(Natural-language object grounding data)
··········

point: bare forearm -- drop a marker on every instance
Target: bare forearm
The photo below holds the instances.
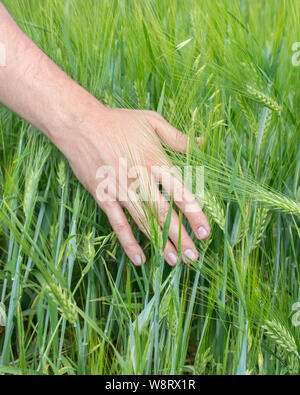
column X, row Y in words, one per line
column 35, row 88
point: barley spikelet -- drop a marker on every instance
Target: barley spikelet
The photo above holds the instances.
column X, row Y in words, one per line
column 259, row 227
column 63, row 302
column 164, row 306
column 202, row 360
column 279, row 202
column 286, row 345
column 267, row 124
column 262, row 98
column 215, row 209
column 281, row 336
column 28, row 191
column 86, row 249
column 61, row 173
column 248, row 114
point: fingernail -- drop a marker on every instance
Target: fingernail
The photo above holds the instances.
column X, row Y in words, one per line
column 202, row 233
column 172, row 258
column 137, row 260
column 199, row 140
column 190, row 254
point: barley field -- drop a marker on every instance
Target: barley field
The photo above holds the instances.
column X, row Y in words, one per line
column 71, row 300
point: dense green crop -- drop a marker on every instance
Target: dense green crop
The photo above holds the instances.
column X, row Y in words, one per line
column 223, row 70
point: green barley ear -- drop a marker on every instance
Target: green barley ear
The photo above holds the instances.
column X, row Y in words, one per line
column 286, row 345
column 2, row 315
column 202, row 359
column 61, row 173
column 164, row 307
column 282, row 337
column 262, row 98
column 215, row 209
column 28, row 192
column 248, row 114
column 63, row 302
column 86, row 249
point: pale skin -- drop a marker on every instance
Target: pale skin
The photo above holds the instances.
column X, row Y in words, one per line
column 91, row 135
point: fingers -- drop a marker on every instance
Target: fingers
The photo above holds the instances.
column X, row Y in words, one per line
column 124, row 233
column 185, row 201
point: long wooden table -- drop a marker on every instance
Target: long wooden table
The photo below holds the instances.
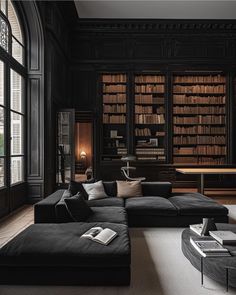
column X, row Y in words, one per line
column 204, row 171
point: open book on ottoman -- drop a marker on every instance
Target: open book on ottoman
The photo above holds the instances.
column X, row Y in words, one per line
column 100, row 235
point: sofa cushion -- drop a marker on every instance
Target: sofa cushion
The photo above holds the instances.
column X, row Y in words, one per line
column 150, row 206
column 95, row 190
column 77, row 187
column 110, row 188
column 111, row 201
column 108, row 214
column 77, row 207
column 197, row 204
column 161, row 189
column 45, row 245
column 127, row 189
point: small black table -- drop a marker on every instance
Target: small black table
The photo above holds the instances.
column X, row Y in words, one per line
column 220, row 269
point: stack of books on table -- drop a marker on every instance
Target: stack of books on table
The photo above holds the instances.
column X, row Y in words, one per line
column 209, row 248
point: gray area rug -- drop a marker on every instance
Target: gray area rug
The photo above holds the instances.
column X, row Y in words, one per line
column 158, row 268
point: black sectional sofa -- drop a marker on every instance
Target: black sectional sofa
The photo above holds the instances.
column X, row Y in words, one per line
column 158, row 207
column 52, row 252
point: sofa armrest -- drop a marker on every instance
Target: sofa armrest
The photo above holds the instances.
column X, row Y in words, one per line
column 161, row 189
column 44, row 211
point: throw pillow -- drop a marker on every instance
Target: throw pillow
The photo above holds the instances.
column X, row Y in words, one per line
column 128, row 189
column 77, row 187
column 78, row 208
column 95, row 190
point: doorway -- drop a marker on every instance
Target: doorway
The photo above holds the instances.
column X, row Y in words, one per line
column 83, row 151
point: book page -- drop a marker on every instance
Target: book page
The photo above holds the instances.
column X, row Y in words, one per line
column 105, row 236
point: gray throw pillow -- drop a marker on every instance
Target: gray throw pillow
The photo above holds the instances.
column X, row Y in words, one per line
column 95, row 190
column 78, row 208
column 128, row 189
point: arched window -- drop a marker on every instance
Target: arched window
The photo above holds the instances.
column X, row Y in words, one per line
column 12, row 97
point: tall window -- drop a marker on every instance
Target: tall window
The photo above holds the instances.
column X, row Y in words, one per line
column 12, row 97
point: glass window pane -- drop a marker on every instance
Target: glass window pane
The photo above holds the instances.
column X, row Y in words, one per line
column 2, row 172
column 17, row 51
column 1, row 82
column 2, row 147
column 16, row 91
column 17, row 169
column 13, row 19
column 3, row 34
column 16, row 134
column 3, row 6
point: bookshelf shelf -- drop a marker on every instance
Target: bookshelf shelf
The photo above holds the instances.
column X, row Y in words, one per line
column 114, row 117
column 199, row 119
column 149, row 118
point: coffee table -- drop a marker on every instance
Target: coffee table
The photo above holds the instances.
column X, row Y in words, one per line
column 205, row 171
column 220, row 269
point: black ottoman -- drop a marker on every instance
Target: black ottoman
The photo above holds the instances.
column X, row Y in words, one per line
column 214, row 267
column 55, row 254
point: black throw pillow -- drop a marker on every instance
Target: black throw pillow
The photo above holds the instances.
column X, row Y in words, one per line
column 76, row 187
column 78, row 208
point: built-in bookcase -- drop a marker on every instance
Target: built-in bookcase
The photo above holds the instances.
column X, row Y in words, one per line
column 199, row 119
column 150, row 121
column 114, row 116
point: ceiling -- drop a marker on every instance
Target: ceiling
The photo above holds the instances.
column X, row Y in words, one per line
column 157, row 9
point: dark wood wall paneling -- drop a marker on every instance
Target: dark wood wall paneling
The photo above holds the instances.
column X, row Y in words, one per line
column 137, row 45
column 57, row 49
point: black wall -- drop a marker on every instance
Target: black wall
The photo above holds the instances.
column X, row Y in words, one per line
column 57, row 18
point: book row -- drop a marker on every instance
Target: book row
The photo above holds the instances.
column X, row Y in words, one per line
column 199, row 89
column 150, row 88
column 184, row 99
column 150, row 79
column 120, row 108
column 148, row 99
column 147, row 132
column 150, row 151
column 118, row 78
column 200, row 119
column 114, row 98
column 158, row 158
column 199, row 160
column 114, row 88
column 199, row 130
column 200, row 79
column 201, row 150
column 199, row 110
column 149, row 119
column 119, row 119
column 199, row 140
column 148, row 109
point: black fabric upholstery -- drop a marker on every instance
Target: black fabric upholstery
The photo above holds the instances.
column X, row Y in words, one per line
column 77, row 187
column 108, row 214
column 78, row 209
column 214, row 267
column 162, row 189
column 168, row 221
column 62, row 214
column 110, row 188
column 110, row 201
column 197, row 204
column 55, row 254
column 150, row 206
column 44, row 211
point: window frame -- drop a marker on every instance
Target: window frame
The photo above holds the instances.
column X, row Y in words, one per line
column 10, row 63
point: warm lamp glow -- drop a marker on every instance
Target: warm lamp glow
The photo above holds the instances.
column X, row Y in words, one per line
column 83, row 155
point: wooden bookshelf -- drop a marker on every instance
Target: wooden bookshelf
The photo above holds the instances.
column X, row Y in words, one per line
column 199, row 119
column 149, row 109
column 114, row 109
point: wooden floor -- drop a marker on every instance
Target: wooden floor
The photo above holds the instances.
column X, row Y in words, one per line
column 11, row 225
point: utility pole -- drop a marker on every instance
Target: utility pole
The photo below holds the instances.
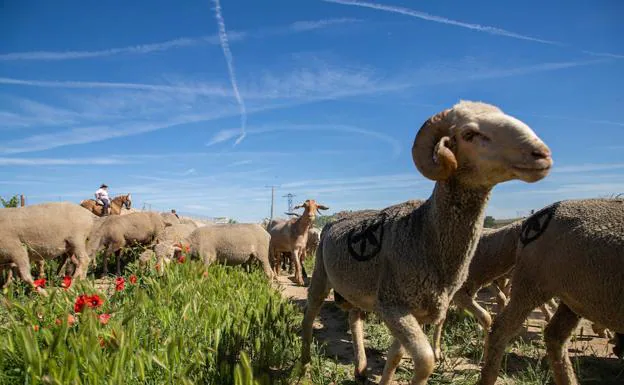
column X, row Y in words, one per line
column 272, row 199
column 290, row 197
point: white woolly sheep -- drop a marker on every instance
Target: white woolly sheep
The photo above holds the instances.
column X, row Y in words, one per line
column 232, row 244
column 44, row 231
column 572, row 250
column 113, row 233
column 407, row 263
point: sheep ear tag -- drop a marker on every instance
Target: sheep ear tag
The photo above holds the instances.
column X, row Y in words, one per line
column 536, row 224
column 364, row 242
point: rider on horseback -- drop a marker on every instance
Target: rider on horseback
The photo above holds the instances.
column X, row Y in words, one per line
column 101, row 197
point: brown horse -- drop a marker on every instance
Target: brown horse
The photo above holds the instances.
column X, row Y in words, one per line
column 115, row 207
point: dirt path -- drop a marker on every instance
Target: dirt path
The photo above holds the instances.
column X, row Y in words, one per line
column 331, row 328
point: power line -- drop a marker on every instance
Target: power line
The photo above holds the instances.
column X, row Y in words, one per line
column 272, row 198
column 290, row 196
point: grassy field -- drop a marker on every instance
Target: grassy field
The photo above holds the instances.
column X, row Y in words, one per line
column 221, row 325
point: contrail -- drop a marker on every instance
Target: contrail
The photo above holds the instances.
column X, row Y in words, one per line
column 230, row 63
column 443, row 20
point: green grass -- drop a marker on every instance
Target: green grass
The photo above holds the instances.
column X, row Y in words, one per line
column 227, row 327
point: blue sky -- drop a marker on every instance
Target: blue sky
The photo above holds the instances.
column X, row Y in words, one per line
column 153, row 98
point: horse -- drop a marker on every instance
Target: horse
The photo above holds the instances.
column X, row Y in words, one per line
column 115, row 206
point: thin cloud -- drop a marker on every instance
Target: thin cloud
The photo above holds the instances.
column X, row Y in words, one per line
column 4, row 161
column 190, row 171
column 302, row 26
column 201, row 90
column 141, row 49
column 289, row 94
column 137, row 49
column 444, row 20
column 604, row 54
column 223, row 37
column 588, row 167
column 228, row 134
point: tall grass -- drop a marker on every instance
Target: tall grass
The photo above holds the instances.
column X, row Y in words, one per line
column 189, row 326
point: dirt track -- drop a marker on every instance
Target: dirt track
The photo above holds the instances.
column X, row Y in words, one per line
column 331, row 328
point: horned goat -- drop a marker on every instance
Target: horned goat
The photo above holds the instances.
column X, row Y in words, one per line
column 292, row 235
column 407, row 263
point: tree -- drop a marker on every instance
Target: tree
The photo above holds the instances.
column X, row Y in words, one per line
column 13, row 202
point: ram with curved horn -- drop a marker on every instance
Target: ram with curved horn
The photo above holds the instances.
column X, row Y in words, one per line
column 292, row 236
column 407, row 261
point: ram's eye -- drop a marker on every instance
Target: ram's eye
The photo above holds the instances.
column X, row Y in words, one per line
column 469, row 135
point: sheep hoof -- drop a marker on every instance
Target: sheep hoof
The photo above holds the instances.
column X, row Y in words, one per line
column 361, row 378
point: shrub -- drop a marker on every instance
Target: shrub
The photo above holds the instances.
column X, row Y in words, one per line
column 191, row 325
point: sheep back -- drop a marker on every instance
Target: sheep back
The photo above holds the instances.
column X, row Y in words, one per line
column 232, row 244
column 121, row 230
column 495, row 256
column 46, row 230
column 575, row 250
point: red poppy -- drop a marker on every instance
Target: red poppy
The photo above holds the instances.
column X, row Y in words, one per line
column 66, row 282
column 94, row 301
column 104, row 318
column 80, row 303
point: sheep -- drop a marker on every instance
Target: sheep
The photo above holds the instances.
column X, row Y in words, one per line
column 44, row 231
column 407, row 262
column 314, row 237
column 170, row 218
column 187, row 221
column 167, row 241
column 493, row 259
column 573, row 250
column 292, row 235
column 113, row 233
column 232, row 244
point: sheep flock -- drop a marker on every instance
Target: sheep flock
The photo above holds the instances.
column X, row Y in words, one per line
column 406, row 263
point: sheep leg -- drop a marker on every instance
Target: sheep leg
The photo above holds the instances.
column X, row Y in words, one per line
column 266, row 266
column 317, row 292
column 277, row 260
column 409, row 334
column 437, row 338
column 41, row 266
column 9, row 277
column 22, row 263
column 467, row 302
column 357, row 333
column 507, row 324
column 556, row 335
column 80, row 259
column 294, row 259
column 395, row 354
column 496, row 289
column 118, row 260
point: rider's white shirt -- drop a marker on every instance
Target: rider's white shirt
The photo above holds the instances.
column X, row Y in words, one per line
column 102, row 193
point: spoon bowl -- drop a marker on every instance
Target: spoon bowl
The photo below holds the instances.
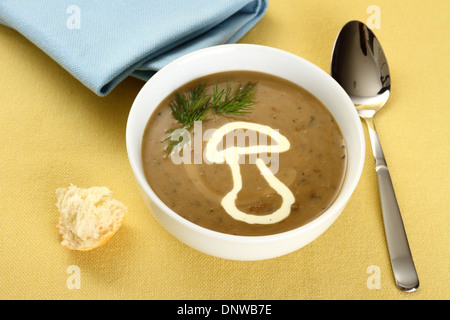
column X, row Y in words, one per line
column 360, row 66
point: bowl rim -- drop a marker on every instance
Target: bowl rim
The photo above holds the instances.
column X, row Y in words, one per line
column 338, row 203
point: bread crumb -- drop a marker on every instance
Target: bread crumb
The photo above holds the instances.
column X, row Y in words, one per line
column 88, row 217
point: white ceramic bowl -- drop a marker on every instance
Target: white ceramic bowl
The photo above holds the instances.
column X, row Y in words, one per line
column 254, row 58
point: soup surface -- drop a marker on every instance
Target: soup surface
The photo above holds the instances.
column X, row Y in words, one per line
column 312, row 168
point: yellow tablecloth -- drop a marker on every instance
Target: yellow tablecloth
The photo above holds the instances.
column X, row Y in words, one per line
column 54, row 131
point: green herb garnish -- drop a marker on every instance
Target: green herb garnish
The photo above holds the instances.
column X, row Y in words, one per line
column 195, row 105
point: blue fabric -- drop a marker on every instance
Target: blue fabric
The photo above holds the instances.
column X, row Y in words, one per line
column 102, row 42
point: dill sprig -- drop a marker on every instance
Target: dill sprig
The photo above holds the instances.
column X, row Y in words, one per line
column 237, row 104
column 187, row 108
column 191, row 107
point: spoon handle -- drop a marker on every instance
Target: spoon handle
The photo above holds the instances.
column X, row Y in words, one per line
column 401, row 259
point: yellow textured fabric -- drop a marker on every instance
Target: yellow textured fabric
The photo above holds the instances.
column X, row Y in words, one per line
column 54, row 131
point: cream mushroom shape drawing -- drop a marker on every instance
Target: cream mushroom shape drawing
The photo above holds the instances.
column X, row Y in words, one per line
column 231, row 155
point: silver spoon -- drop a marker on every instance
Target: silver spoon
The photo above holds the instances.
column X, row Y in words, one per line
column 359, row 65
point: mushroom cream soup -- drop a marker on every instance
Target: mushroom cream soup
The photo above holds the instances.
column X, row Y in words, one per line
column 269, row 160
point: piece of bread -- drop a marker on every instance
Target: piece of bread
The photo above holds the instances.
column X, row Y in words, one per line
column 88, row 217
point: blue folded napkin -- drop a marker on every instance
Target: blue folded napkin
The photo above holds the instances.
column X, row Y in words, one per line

··········

Go through the entries above and count the lines with the word "green", then give only that number.

Reply:
8